Your task: All lines at or after the one containing "Where can the chimney", up to the last line of the material, must be repeated exactly, and no others.

Extracted records:
'''

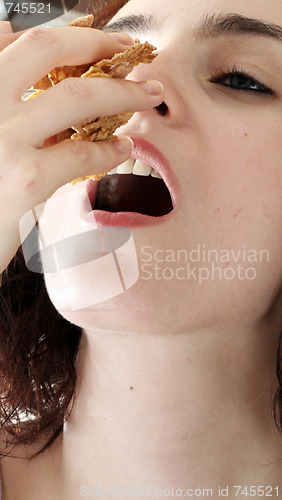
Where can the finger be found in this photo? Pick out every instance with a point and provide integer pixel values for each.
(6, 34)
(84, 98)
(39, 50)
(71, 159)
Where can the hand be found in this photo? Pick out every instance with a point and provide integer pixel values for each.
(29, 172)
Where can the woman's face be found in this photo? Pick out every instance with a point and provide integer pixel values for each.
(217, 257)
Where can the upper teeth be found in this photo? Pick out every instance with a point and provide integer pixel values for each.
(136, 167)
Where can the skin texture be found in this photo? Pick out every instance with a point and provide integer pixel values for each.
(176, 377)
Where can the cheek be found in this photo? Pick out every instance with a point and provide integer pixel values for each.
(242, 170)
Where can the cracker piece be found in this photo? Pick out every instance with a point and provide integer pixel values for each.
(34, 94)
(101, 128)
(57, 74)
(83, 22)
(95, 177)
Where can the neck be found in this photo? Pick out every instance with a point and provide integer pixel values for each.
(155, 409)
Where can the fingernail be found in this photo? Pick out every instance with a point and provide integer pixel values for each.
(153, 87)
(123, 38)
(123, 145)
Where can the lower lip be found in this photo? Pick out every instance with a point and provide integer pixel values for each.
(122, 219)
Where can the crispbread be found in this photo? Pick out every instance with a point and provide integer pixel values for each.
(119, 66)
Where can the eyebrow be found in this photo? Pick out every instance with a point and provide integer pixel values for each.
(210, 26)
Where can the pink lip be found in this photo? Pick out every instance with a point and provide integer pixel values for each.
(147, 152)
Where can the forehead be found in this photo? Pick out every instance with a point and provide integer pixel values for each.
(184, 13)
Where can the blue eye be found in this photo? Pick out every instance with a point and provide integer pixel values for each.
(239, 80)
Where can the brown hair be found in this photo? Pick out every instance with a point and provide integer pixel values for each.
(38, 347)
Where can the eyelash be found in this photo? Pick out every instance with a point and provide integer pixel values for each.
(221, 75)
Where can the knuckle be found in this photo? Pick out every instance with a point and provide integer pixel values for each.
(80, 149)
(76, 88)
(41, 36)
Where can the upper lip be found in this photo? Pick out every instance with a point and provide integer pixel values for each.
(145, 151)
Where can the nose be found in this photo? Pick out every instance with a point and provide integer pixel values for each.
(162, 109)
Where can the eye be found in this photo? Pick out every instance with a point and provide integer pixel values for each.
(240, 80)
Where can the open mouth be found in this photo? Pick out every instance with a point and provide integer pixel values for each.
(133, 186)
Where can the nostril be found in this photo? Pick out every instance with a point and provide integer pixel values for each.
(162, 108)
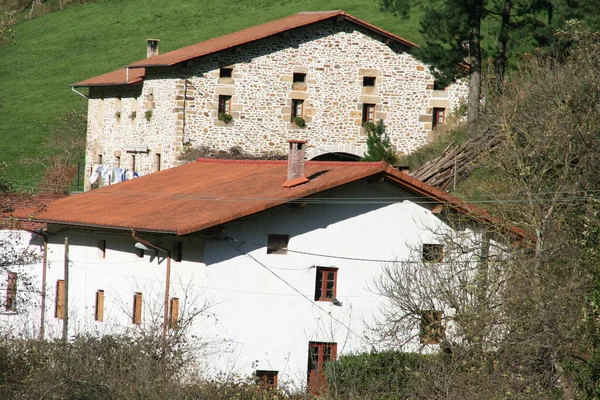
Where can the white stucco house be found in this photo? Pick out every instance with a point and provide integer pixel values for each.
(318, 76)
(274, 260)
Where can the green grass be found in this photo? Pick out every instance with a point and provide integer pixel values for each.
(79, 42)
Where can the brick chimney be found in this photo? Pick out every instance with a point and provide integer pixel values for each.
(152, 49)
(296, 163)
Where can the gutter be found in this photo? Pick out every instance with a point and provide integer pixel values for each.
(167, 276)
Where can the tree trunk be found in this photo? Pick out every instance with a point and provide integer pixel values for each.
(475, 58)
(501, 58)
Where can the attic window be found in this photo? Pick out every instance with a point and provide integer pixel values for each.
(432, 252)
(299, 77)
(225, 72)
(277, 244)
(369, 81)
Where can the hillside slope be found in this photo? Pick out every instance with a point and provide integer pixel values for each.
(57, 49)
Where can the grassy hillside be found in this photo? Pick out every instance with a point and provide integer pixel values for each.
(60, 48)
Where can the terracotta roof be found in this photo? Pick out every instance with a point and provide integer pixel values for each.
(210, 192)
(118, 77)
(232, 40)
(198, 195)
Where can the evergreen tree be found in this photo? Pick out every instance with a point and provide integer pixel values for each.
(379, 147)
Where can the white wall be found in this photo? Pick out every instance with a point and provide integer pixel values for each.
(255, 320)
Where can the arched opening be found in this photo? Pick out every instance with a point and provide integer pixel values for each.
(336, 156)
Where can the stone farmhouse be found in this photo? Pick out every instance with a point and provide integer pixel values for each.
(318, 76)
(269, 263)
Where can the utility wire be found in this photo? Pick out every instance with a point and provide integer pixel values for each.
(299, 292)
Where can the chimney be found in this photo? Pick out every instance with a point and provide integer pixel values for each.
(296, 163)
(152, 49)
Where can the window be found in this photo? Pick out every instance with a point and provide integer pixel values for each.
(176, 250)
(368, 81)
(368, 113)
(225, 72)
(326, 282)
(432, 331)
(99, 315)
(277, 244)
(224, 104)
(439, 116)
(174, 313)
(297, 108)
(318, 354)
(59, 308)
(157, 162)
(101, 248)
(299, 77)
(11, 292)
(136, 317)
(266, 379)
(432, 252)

'''

Finished exercise:
Where can the chimney be found in this photo? Pick out every instance with a point and provide integer pixel values for each.
(296, 163)
(152, 49)
Where can the window be found in this photo? Pick out every instance with a point and provide integer pixel values for each.
(176, 250)
(368, 81)
(368, 113)
(225, 72)
(326, 282)
(432, 331)
(99, 315)
(277, 244)
(224, 104)
(439, 116)
(174, 313)
(297, 108)
(318, 354)
(59, 308)
(157, 162)
(101, 248)
(299, 77)
(11, 292)
(136, 317)
(266, 379)
(432, 252)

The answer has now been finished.